'''

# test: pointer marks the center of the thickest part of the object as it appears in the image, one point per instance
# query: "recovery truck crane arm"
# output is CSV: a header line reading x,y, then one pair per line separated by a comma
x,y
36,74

'''

## TASK DIRECTIONS
Without omission, retype the full listing shown above.

## ANSWER TO THE EXERCISE
# test: pointer marks the center of the thickest part of the object as it appears in the image, one point per instance
# query: "recovery truck crane arm"
# output is CSV: a header line reading x,y, then one pair per line separated by a comma
x,y
36,74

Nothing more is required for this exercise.